• [Passage provided]:
History lessons
Barb Sweet writes for The Telegram today on a report on the future of the Colonial Building, a report which The Most Open And Accountable Government In The Galaxy has yet to release to the public. (TMOAAGITG now has 30 days or fewer in which to do so, or else risk breaking a solemn 2003 campaign promise, again.)
According to Sweet's account, there are lots of interesting suggestions on how to turn the Colonial Building into
Another display would allow visitors to vote for or against Newfoundland’s independence, as if they were back in the day.A low-tech version of the VOCM Question of the Day, in other words. Wonder how the upper floors of Confederation Building will engineer the stacking of that "tally"?
“People would be presented with arguments pro and con and asked to vote. They would drop tokens into clear plastic tubes so that all could see the tally,” the report states.
And, in the interests of historical accuracy, instead of a plastic-tube simulation of the 1948 referendum, it ought to be a plastic-tube simulation of the Confederation Election of 1869, complete with a big, stern notice: Labrador Residents Do Not Have The Right To Vote.
Sweet's article concludes with a final quote from the unreleased report, the report which the province, according to the 2003 PC election campaign platform, has 30 days or less to release to the public on the internets:
“No other province in Canada has a former legislature building that provides this sort of opportunity. No other place in the province is so central to Newfoundland and Labrador’s political heritage and identity,” the report says.That might well be because no other province in Canada has an extant former legislature building.

• [Data extract]:
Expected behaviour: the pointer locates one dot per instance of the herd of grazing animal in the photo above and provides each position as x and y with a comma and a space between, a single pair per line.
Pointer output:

• [Complete the following]:
(1) What years does the post on the Colonial Building report mention? List each one once.
(2) Answer these from the post on the Colonial Building report:
(a) Who wrote the article in The Telegram?
(b) What would visitors drop into clear plastic tubes?
(c) Which residents does the proposed notice say do not have the right to vote?
(3) Could you carry on the post about the Colonial Building report after its last sentence?

• [Answers below]:
(1) 2003, 1948, 1869

(2)
(a) Barb Sweet
(b) Tokens
(c) Labrador residents

(3)
2 Comments:
This may be splitting hairs, but isn't there a kick-ass former legislature in Kingston?
Well, lookie what I found today on the ol' church-basement rounds. A history of Kingston!
City Hall was built in expectation that the Province of Canada would rent office space (the capital had been moved to Kingston in 1841), but it didn't. The legislature itself met in an underused hospital building which was renovated for that purpose. The complaints about that building were one factor (among many) in the capital being moved to Montreal in 1844.
Hairs split! Unless there's another defunct legislature around, the comment stands.
And, oh yeah - The story about Confederation Building being modelled on the Louisiana State Legislature? Entirely plausible, especially since it also replaced an existing, historic, building.